_PROBLEM SET_.
• A. From the allergy passage, list every typical cause of the red, chapped-looking skin rash that it names.
• B. Pick up the allergy passage after its last sentence and continue it.

When skin comes into contact with a specific irritant, it can cause a red, chapped-looking rash. Typical causes include latex or rubber in nipples and pacifiers, nickel in snaps, uncovered metal bars on strollers, laundry detergents, cleansers, and skin-care products. If the rash doesn't diminish with an over-the-counter product like A+D ointment, it's itchy and uncomfortable and perhaps spreading, and it's accompanied by a fever, talk to your doctor.
Allergies can emerge anytime between infancy and adolescence, but you can reduce or delay your child's risk by lessening your child's exposure to common triggers of respiratory allergies. And you can help relieve his symptoms a number of ways.
Dust mites: These microscopic, spider-like creatures hide in and on upholstered furniture, carpets, mattresses, pillows, blankets, and stuffed animals. To keep the dust under control, wipe surfaces with a damp cloth, wet-mop floors, and vacuum at least once a week. If you have a baby, wash the crib sheets weekly for at least 10 minutes in hot water, then dry them at the highest heat setting. You should also wash stuffed animals weekly in hot water, or seal them in a plastic bag and put them in the freezer overnight.
Mold: For kids with asthma, mold can worsen symptoms; in others, it can cause wheezing, coughing, and nasal congestion. To keep mold at bay, use exhaust fans in the bathrooms to remove the moist air and put a portable dehumidifier in your basement if it's damp; repair any water leaks as soon as they happen and dry any visible water immediately; if you smell a musty odor, you've got mold, so get rid of the damaged carpet, rug, or furniture; scrub the mold you see with a bleach-and-water solution or a commercial mold remover.

_DATA RECORDS_.
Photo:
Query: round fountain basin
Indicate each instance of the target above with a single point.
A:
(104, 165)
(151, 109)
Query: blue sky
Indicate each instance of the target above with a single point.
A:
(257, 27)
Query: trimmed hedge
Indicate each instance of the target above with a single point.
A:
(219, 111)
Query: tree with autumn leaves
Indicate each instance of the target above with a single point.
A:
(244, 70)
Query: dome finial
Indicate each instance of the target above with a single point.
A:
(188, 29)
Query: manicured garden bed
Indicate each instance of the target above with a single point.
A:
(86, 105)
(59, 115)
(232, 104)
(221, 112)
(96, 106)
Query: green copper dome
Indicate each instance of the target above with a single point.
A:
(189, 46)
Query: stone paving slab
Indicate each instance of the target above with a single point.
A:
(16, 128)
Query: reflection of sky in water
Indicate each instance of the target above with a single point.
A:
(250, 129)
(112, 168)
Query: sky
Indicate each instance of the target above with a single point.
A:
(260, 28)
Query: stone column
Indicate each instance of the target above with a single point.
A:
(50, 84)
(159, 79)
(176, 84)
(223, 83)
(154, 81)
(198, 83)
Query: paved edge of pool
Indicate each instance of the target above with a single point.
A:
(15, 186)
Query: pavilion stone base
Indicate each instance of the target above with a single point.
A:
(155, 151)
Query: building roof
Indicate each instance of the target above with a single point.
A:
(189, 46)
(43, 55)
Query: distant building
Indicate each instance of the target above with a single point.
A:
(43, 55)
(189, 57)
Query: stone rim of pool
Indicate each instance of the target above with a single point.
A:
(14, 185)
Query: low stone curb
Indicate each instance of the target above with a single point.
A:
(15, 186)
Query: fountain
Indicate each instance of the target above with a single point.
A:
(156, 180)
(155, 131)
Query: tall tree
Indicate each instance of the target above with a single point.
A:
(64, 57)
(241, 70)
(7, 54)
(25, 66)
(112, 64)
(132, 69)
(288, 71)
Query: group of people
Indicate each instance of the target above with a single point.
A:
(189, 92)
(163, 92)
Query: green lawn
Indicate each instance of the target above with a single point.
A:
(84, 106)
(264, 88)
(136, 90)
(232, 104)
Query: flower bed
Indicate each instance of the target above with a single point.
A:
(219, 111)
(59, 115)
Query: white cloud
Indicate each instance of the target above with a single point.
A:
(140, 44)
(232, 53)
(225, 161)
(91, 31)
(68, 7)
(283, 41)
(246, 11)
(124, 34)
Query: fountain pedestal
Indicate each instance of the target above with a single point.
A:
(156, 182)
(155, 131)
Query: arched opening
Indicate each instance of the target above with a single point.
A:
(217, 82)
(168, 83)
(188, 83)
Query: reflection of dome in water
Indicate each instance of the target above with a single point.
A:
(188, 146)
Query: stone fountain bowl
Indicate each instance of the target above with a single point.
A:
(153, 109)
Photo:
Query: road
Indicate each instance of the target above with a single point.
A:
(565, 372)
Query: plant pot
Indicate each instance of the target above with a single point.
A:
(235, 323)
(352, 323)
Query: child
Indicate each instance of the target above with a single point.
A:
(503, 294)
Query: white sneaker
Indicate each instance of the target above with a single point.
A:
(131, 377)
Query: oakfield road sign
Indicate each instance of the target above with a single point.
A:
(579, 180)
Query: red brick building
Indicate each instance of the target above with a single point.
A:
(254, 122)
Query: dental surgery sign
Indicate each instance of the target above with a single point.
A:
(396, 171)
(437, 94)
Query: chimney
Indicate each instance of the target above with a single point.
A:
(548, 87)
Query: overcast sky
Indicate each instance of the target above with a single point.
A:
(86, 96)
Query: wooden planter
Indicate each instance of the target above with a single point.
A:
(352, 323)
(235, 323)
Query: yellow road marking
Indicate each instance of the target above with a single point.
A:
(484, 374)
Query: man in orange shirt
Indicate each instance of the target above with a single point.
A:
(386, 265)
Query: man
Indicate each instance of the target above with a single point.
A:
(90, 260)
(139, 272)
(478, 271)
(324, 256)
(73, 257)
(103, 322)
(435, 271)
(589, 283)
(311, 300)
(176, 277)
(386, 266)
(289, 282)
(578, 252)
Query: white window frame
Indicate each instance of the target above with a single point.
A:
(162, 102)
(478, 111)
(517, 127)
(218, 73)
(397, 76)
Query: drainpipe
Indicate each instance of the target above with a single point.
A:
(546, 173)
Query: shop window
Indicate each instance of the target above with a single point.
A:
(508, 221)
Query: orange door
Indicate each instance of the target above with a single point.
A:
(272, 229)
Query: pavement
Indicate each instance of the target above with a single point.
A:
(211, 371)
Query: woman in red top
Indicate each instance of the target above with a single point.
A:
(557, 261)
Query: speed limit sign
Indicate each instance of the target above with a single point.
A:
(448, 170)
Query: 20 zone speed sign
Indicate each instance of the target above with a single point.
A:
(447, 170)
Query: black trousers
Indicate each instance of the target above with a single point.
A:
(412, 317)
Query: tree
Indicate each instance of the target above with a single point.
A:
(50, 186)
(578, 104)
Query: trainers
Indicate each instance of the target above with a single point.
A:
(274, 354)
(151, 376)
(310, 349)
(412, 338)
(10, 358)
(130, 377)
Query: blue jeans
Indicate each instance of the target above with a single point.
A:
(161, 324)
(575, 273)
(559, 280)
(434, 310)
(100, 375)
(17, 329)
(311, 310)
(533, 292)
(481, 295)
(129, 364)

_WRITTEN RESPONSES_.
• A.
- Latex or rubber in nipples and pacifiers
- Nickel in snaps
- Uncovered metal bars on strollers
- Laundry detergents
- Cleansers
- Skin-care products

• B.
Pet dander: Cats and dogs are among the most frequent causes of allergies, so if you have a family history of allergies, delay adopting a pet until you find out if your child is allergic, too. If you already have one, it's wise to groom and bathe it frequently and keep it out of your infant's bedroom or play areas. However, there is some evidence that suggests that having two cats or dogs (or one of each) reduces the risk of babies developing allergies later in childhood, so don't be too quick to get rid of your pets.
Pollen: If your child is 4 or older and she sniffles, sneezes, or coughs through the first weeks of spring, she may have hay fever, which is commonly triggered by pollen from trees and grass. If this is the case, try to reduce her exposure by...
* Limiting outdoor play between 10 a.m. and 5 p.m., when tree pollen peaks, and spending more time outdoors after a spring shower or on cloudy, still days.
* Changing her clothes and washing her hair after she's been outside playing.
* Closing the windows and doors and turning on the fan setting of your air conditioner, which will act as an air purifier. (Just be sure to clean the air filters every week or two.)
Treating respiratory allergy symptoms:
* Try over-the-counter antihistamines to block the sniffles, or saline nasal sprays or drops. (Avoid decongestant nasal sprays -- long-term use can irritate the inside of the nose.)
* If these aren't enough, ask your pediatrician to prescribe a stronger, non-sedating antihistamine such as Zyrtec or Allegra.
* If your child is over 6, he could be a candidate for allergy shots. Or ask your doctor about new allergy drops, which are safe enough for kids as young as 2.
The symptoms of allergies and colds -- runny nose, congestion, cough -- are so similar it can be hard to tell which is which. Here's how to distinguish between the two:
* If your child is under 3, an allergy is unlikely: He hasn't been around triggers long enough to develop one.
* If symptoms last less than two weeks, it's probably a cold.
* If your child's mucus is thin and clear, it's probably an allergy; thick, yellow mucus is the hallmark of a cold.
* If your child's eyes, nose, and throat itch, it's probably an allergy.
Though allergies are on the rise, there are things you can do to minimize your child's risk of developing them. For children under 1, breastfeeding will protect a baby from respiratory allergies like hay fever. For older kids, trying your best to keep allergens at bay will help minimize their risk or at least reduce their symptoms.